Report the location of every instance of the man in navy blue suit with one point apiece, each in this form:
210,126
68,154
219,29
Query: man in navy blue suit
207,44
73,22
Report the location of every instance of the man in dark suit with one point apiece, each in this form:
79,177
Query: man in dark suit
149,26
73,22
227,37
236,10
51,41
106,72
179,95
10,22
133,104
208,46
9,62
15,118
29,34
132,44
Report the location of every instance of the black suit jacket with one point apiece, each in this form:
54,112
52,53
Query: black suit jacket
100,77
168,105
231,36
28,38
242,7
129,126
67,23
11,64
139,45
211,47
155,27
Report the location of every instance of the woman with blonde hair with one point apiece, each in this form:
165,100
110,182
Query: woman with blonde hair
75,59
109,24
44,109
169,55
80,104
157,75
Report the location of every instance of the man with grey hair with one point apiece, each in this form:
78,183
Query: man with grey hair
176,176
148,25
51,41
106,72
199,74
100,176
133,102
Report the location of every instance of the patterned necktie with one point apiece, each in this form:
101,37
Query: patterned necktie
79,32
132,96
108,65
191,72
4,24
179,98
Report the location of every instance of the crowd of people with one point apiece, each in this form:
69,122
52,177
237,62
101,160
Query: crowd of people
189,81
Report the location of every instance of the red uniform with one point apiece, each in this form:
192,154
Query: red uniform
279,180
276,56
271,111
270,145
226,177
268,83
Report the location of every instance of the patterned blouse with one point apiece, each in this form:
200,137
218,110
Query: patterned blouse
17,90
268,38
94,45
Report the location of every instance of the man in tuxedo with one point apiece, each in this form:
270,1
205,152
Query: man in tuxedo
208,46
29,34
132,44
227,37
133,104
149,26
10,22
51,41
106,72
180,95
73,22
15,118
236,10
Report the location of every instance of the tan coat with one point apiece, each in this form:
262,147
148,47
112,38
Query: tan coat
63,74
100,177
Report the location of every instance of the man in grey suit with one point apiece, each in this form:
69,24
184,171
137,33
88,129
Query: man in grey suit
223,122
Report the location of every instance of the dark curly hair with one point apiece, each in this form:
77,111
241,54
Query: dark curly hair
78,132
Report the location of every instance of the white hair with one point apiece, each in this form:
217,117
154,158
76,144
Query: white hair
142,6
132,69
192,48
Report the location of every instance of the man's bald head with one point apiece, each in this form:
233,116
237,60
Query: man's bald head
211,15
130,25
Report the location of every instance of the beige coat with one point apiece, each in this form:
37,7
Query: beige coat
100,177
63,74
-=-=-
What to work on: Copy the data exactly. Leave nothing out.

Answer space:
Report the location of every instance of the man in navy blue suit with one point apiece, each in this form:
210,126
68,154
219,29
Query: man in navy blue suit
207,44
73,22
Report the location of every instance of the man in dark suit with one point apiece, each in this form:
79,177
Query: man in dark suit
149,26
73,22
227,37
236,10
51,41
106,72
179,95
10,22
133,104
208,46
9,62
15,118
29,34
132,44
Report the location of every instance of the black suit jacket with one point apiece, each in this form:
54,112
52,53
Query: black suit jacket
100,77
168,105
231,36
28,38
242,7
129,126
67,23
11,64
139,45
211,47
155,27
Report the location of every instance of the woman with blonde hair with one point apiece, each in this form:
165,100
110,182
Query: woman with blonde hair
75,59
109,24
44,109
169,55
80,104
157,75
Report the location of every instance of the man with grey hair with one point apiece, each in this form:
78,183
Query: man with grey hair
176,176
148,25
51,41
106,72
199,74
100,176
133,102
Report the location of every instance of the patterned necktie with one point apiece, each in this form:
101,37
Query: patterned necktie
79,32
132,96
108,65
191,72
4,24
179,98
Report the location of every instance of the crowd of people with one point apiece, each in this form:
69,122
52,177
237,62
101,160
Query: crowd of people
189,81
Report the location of every instance of the red uniform with one point apiece, each in this form:
192,154
Query: red uniform
279,180
276,56
271,111
270,145
226,177
268,83
Report the location of every instance of the patterned blouse with one point apiece, each in this form:
200,137
218,110
Query: patterned blouse
17,90
268,38
94,45
Report the location of every instance of the man in tuxedo with one point apiece, each in this form:
270,1
205,152
Query: man in tuxedo
208,46
29,34
132,44
227,37
133,104
149,26
10,22
51,41
106,72
180,95
73,22
15,118
236,10
Report the location of every instance of the tan coat with one point apiece, each in this form:
262,147
148,47
112,38
Query: tan coat
63,74
100,177
Report the location of every instance of the man in grey suit with one point apiece, each in this form:
69,24
184,171
137,33
88,129
Query: man in grey suit
223,122
Report the location of every instance of the dark curly hair with one point apiece, each in this form:
77,111
241,54
Query: dark curly hair
78,132
Report the location of every instance of the white hair with one point apiece, each in this form:
217,117
154,158
76,144
Query: white hair
142,6
132,69
192,48
Report the location of every instance of the man's bald head with one point apiece, each in this form:
233,116
237,60
Query: man's bald head
211,15
130,25
Report the location of every instance of the beige coat with one point apiece, each in this form:
37,7
Query: beige coat
100,177
63,74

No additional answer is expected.